### ASSIGNED TASK 1
Please reproduce part of the song review word for word, beginning at the words "Quote by Amped1" and stopping after "starting to appear.".
### ASSIGNED TASK 2
Resume the song review after its final sentence and keep writing it.

### PASSAGE TO READ
------------------------------------------------------------
Cool down soldier, people will get to it in time.

Quote by Amped1

Do I know you girl
I swear I've seen your face
You don't look like you belong
In this kinda place
Nice, it introduces the song well. A nice little, albiet obvious rhyme.

Do you know me girl
Don't ask me why
Can you tell the truth to me
Or do you always have to lie
I liked it, the song starts to twist, and a storyline is starting to appear.

*(A verse of music with no words)*

You're the girl who never
Kisses on the lips
You won't look me in the eye
You're the girl who goes to
Bed every night
Praying for a second try
Mmm, I liked it. It flowed well. It was simple, and easy to read. The rhymes were predictable, but still didn't dissapoint.
*(Different verse of music with no words)*

I know you've probably
Had it rough
You look misused
And I know you're probably
Had enough
So damn tired of bein used
Hmm, I liked it up to the last word. It was just a little too obvious that this was comming. Probably the only down point in the stanza, and not that bigger deal.
------------------------------------------------------------
### DATA UNDER STUDY
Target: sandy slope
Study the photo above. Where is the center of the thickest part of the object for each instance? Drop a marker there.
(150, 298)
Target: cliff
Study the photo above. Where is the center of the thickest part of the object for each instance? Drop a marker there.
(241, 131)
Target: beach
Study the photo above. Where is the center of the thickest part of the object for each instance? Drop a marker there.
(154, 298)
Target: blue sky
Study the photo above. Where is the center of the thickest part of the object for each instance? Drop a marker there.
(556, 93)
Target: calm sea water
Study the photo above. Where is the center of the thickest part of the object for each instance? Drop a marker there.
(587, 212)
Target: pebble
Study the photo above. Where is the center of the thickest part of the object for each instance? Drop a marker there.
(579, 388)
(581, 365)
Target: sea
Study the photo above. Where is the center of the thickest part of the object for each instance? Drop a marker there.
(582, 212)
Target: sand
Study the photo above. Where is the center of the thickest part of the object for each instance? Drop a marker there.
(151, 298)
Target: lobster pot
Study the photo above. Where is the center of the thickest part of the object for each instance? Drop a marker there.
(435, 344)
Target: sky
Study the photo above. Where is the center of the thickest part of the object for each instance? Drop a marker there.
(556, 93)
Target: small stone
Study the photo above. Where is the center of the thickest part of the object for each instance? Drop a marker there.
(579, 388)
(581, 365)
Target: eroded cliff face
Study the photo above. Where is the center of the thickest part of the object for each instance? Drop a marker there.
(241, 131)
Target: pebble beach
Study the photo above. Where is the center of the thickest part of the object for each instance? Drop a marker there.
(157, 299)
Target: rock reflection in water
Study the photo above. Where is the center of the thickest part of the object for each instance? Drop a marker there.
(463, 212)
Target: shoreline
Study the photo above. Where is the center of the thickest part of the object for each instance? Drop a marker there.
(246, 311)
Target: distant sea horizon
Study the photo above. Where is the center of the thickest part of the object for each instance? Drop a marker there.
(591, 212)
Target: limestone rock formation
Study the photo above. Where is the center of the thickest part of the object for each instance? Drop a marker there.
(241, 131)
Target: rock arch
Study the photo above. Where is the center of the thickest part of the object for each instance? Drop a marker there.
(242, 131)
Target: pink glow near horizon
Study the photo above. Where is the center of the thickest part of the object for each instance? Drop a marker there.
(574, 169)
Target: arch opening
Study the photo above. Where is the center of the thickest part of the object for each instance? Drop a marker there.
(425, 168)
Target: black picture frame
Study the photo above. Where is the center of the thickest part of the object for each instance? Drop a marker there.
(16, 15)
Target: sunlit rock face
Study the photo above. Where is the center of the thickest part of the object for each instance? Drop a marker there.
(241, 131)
------------------------------------------------------------
### EXERCISE RESPONSE 1
Quote by Amped1

Do I know you girl
I swear I've seen your face
You don't look like you belong
In this kinda place
Nice, it introduces the song well. A nice little, albiet obvious rhyme.

Do you know me girl
Don't ask me why
Can you tell the truth to me
Or do you always have to lie
I liked it, the song starts to twist, and a storyline is starting to appear.

### EXERCISE RESPONSE 2
Cause you're the girl who never
Kisses on the lips
You won't look me in the eye
You're the girl who goes to
Bed every night
Wishin she could
Turn back time
This one was good as well, the last two lines were changed, but it made the stanza work well as an outro.


Overall, a good song. One little change, and it will be very decent indeed. Just be patient, crits will come. Crit for crit? My latest song in sig.
#6
thank you Xist, it's not as well written as I would like to be but it's my first real song so im alright with it and will hopefully later make it better.